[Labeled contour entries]
%%
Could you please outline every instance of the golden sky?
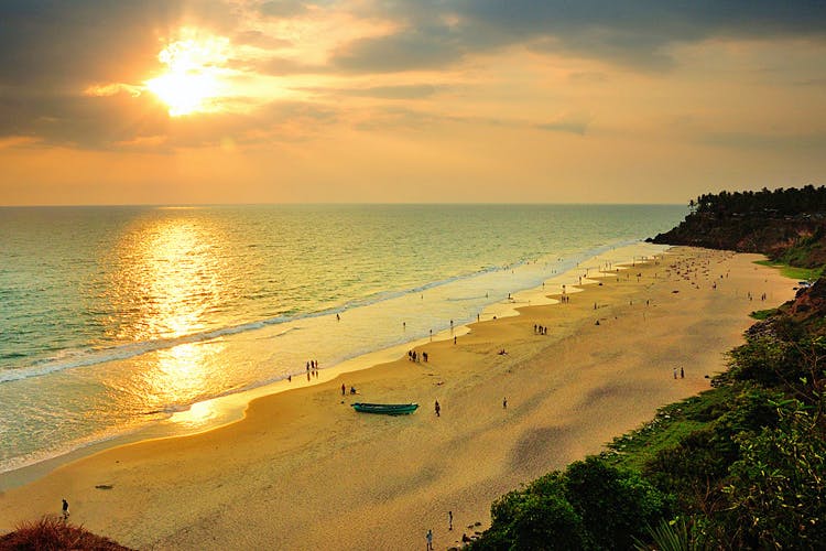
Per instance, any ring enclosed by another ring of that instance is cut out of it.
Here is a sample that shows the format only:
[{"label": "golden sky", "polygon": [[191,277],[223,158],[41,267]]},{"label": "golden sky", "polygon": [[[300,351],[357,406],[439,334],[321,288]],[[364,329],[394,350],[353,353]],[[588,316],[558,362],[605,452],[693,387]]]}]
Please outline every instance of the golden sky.
[{"label": "golden sky", "polygon": [[826,3],[8,0],[0,205],[820,185]]}]

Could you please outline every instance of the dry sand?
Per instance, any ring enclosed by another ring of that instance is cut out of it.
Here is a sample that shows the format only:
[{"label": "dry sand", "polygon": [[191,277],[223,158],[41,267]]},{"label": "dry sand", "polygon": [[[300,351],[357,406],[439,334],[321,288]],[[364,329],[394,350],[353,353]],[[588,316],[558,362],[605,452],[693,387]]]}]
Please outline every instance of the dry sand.
[{"label": "dry sand", "polygon": [[[449,548],[488,526],[500,495],[707,389],[747,314],[794,294],[758,258],[675,248],[568,288],[567,303],[420,345],[426,364],[345,372],[214,431],[80,460],[0,495],[0,533],[66,497],[72,521],[139,549],[423,549],[427,529]],[[343,382],[359,395],[343,397]],[[419,411],[398,418],[350,407],[413,400]]]}]

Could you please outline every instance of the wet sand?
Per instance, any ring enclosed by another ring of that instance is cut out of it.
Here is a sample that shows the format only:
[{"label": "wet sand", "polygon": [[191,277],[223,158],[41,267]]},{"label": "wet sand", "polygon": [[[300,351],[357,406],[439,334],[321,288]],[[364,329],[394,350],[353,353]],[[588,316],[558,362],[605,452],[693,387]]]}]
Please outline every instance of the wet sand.
[{"label": "wet sand", "polygon": [[[242,421],[108,450],[7,490],[0,532],[59,512],[65,497],[73,522],[139,549],[421,549],[427,529],[446,549],[485,529],[500,495],[709,388],[748,313],[794,295],[759,258],[674,248],[583,292],[568,285],[565,303],[535,305],[555,285],[514,295],[497,320],[457,328],[456,344],[420,343],[427,363],[402,354],[323,370],[318,385],[254,400]],[[521,315],[502,316],[510,306]],[[343,383],[359,393],[341,396]],[[355,413],[355,401],[421,407],[393,418]]]}]

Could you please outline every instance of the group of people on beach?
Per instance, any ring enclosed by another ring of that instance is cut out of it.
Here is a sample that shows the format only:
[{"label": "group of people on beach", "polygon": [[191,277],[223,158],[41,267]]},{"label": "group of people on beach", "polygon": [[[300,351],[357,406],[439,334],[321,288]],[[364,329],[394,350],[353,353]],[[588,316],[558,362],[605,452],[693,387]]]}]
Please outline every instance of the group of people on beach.
[{"label": "group of people on beach", "polygon": [[315,359],[311,359],[309,361],[307,361],[307,380],[309,380],[311,376],[318,377],[318,361],[316,361]]},{"label": "group of people on beach", "polygon": [[426,352],[420,354],[416,350],[407,350],[407,359],[415,364],[419,364],[420,361],[424,361],[426,364],[428,356]]}]

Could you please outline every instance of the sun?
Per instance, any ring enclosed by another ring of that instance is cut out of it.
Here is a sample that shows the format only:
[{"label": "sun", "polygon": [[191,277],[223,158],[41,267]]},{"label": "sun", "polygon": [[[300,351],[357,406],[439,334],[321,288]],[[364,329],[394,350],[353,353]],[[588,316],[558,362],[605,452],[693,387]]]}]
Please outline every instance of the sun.
[{"label": "sun", "polygon": [[221,76],[226,71],[229,40],[198,36],[192,30],[183,34],[192,36],[169,44],[157,54],[166,72],[144,84],[166,105],[172,117],[217,111],[218,99],[226,91]]}]

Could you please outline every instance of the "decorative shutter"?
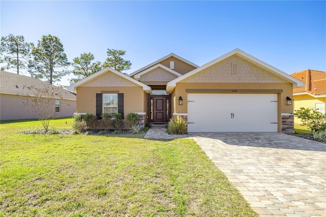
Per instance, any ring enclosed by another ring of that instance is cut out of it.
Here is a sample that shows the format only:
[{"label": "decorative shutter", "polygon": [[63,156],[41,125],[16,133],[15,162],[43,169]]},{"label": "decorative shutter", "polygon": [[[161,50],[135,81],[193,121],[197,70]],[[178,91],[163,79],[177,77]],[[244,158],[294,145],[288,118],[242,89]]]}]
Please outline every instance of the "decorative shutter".
[{"label": "decorative shutter", "polygon": [[118,94],[118,113],[122,115],[122,119],[124,119],[123,114],[123,93]]},{"label": "decorative shutter", "polygon": [[99,119],[101,119],[101,114],[102,114],[102,94],[96,94],[96,116]]}]

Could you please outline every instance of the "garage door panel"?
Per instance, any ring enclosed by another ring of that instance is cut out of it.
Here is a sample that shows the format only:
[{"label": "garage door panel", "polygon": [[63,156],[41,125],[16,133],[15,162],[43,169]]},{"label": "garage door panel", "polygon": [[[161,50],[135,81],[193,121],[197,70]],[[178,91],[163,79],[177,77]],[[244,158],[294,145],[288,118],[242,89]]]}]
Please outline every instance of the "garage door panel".
[{"label": "garage door panel", "polygon": [[277,132],[277,95],[188,94],[189,132]]}]

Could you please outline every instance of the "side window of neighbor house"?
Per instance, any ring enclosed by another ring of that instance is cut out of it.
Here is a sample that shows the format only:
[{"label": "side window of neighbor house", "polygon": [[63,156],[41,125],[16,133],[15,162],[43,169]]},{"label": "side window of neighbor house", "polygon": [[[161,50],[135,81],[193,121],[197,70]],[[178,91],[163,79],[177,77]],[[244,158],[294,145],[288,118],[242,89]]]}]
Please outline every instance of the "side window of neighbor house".
[{"label": "side window of neighbor house", "polygon": [[325,114],[325,103],[315,103],[315,106],[316,111]]},{"label": "side window of neighbor house", "polygon": [[60,100],[56,100],[56,112],[60,112]]},{"label": "side window of neighbor house", "polygon": [[118,113],[118,94],[103,94],[103,113],[110,114],[112,117]]}]

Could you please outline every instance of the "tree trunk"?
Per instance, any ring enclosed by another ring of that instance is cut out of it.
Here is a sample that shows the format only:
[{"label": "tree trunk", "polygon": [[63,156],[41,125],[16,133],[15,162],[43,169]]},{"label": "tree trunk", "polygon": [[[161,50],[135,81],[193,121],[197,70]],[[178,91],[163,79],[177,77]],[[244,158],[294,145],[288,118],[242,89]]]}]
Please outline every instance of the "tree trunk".
[{"label": "tree trunk", "polygon": [[18,57],[18,45],[17,45],[17,74],[19,74],[19,58]]},{"label": "tree trunk", "polygon": [[50,84],[52,85],[52,74],[53,73],[53,66],[50,65]]}]

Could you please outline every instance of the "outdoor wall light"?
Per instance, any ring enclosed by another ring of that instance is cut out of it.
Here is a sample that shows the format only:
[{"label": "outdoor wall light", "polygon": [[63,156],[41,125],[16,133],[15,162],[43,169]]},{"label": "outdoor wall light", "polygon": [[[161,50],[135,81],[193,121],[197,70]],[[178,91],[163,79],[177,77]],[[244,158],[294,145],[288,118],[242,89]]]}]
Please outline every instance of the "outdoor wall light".
[{"label": "outdoor wall light", "polygon": [[182,97],[181,96],[179,97],[179,104],[183,105],[183,100],[182,99]]},{"label": "outdoor wall light", "polygon": [[286,105],[292,105],[292,99],[288,96],[286,97]]}]

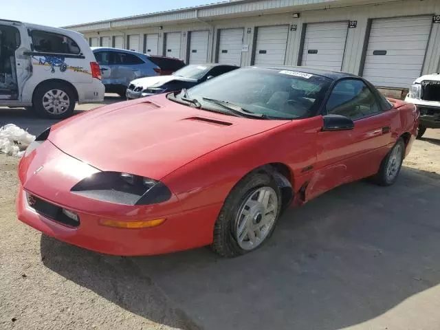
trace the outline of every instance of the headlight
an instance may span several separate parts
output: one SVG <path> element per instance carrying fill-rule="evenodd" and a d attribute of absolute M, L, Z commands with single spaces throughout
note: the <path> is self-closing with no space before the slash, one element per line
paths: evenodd
<path fill-rule="evenodd" d="M 26 151 L 25 152 L 25 156 L 28 155 L 30 153 L 32 152 L 34 149 L 36 148 L 40 144 L 44 142 L 47 138 L 49 138 L 49 134 L 50 133 L 50 127 L 46 129 L 41 134 L 36 137 L 35 140 L 31 143 L 28 148 L 26 148 Z"/>
<path fill-rule="evenodd" d="M 160 94 L 166 91 L 166 88 L 149 87 L 142 91 L 142 94 Z"/>
<path fill-rule="evenodd" d="M 162 203 L 171 192 L 162 182 L 148 177 L 119 172 L 98 172 L 81 180 L 71 189 L 81 196 L 124 205 Z"/>
<path fill-rule="evenodd" d="M 411 98 L 420 98 L 421 96 L 421 85 L 413 84 L 410 87 L 409 97 Z"/>

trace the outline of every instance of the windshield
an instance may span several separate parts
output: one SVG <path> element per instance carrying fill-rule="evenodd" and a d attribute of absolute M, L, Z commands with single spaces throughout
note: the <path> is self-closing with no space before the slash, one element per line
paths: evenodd
<path fill-rule="evenodd" d="M 200 79 L 209 69 L 209 67 L 204 65 L 190 65 L 176 71 L 173 76 Z"/>
<path fill-rule="evenodd" d="M 186 98 L 197 100 L 202 109 L 214 100 L 268 119 L 299 119 L 315 115 L 331 81 L 297 71 L 248 67 L 195 86 Z"/>

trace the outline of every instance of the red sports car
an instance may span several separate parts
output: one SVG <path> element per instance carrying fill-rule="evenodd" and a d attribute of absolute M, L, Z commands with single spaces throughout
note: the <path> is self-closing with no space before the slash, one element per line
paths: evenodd
<path fill-rule="evenodd" d="M 418 120 L 355 76 L 242 68 L 48 129 L 20 162 L 18 216 L 111 254 L 238 256 L 290 204 L 364 177 L 393 184 Z"/>

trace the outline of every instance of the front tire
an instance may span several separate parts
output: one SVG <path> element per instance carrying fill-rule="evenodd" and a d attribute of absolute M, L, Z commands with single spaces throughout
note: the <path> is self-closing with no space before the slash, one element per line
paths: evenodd
<path fill-rule="evenodd" d="M 405 142 L 399 138 L 393 148 L 384 158 L 379 172 L 373 177 L 373 181 L 379 186 L 391 186 L 394 184 L 402 168 L 405 154 Z"/>
<path fill-rule="evenodd" d="M 75 94 L 72 89 L 60 82 L 47 82 L 38 86 L 32 98 L 35 112 L 41 117 L 64 119 L 75 108 Z"/>
<path fill-rule="evenodd" d="M 227 258 L 256 250 L 275 228 L 281 193 L 267 173 L 248 175 L 231 190 L 214 227 L 212 250 Z"/>

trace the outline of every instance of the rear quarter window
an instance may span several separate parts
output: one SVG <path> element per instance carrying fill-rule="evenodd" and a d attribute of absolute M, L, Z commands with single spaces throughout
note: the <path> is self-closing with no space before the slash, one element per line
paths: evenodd
<path fill-rule="evenodd" d="M 81 52 L 74 40 L 63 34 L 34 30 L 31 36 L 36 52 L 73 55 L 78 55 Z"/>

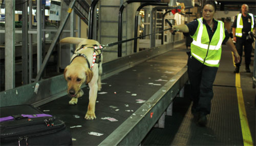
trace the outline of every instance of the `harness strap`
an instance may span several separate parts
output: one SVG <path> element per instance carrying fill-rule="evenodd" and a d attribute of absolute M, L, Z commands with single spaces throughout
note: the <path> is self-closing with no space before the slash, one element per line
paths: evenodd
<path fill-rule="evenodd" d="M 74 60 L 74 59 L 75 58 L 76 58 L 76 57 L 78 57 L 78 56 L 83 56 L 84 58 L 86 58 L 86 61 L 87 62 L 87 64 L 88 65 L 88 67 L 90 67 L 90 63 L 89 63 L 89 61 L 88 61 L 88 59 L 87 59 L 87 57 L 86 56 L 86 55 L 84 55 L 84 54 L 82 54 L 82 53 L 77 53 L 76 54 L 77 55 L 75 56 L 74 58 L 73 58 L 73 59 L 70 62 L 70 63 L 71 63 L 72 62 L 73 60 Z"/>
<path fill-rule="evenodd" d="M 13 120 L 14 119 L 20 119 L 23 118 L 34 118 L 44 116 L 52 116 L 52 115 L 48 114 L 24 114 L 10 115 L 6 117 L 0 118 L 0 122 L 5 122 L 8 121 Z"/>

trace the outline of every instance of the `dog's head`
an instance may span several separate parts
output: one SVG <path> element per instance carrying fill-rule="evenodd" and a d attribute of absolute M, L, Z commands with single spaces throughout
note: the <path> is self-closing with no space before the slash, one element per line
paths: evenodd
<path fill-rule="evenodd" d="M 76 96 L 84 82 L 88 83 L 93 76 L 93 72 L 88 68 L 69 65 L 64 70 L 64 78 L 68 82 L 68 93 L 72 97 Z"/>

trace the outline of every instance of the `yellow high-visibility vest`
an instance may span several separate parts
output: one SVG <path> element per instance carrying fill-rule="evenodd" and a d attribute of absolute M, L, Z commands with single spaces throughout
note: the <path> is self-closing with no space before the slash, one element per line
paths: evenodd
<path fill-rule="evenodd" d="M 252 30 L 253 30 L 253 26 L 254 25 L 254 17 L 252 14 L 248 13 L 248 14 L 251 17 L 251 32 L 252 32 Z M 243 35 L 242 33 L 242 29 L 243 29 L 243 19 L 242 19 L 242 14 L 240 13 L 238 14 L 238 17 L 237 19 L 237 28 L 236 28 L 236 36 L 238 37 L 242 37 L 242 35 Z"/>
<path fill-rule="evenodd" d="M 209 67 L 219 67 L 221 56 L 221 44 L 225 39 L 224 23 L 218 21 L 217 28 L 210 42 L 206 26 L 203 24 L 203 18 L 197 19 L 198 26 L 191 36 L 191 55 L 201 63 Z"/>

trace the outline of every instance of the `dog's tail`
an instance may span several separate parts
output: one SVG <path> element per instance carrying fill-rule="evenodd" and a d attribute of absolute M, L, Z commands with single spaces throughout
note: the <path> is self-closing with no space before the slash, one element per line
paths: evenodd
<path fill-rule="evenodd" d="M 61 43 L 70 43 L 76 45 L 79 44 L 81 42 L 87 40 L 84 38 L 75 38 L 75 37 L 67 37 L 62 39 L 59 41 Z"/>

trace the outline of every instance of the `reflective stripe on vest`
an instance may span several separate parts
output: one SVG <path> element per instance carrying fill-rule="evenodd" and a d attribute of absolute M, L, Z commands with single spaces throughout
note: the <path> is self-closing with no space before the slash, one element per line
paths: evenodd
<path fill-rule="evenodd" d="M 198 19 L 199 26 L 193 36 L 191 54 L 198 61 L 210 67 L 218 67 L 221 55 L 221 44 L 225 38 L 223 22 L 218 21 L 217 29 L 210 43 L 205 24 L 203 18 Z"/>
<path fill-rule="evenodd" d="M 249 15 L 251 16 L 251 32 L 252 32 L 253 30 L 253 26 L 254 23 L 253 15 L 251 13 L 248 13 Z M 243 29 L 243 19 L 242 19 L 242 14 L 240 13 L 238 14 L 237 19 L 237 28 L 236 28 L 236 36 L 239 37 L 242 37 L 243 33 L 242 32 Z"/>

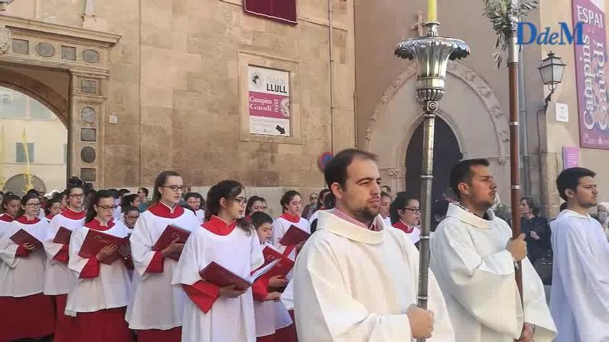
%%
> _What you are asked to do_: Reproduce verbatim the lines of the entries above, starting at the line containing "trace the outline of every instance of the red" and ending at the line containing "227 258 L 256", with both of those lines included.

> _Task response_:
trace the outline of every instance of the red sports car
an instance may span several separate parts
output: one SVG <path> element per instance carrying fill-rule="evenodd" and a d attribute of absolute M, L, Z commands with single spaces throughout
note: the <path> is self-closing with no space before the slash, one element per line
paths: evenodd
<path fill-rule="evenodd" d="M 418 120 L 355 76 L 242 68 L 48 129 L 20 162 L 18 216 L 111 254 L 238 256 L 290 204 L 364 177 L 393 184 Z"/>

trace the outline of every instance of the front tire
an instance may span several separate parts
output: one SVG <path> element per instance carrying fill-rule="evenodd" and a d attribute of absolute M, L, Z commands with single spaces throughout
note: the <path> is self-closing with no space before the slash, one element per line
paths: evenodd
<path fill-rule="evenodd" d="M 405 142 L 399 138 L 393 148 L 384 158 L 379 172 L 373 177 L 373 181 L 379 186 L 391 186 L 394 184 L 402 168 L 405 154 Z"/>
<path fill-rule="evenodd" d="M 75 94 L 72 89 L 60 82 L 47 82 L 38 86 L 32 98 L 35 112 L 41 117 L 64 119 L 75 108 Z"/>
<path fill-rule="evenodd" d="M 227 258 L 256 250 L 275 228 L 281 193 L 267 173 L 248 175 L 231 190 L 214 227 L 212 250 Z"/>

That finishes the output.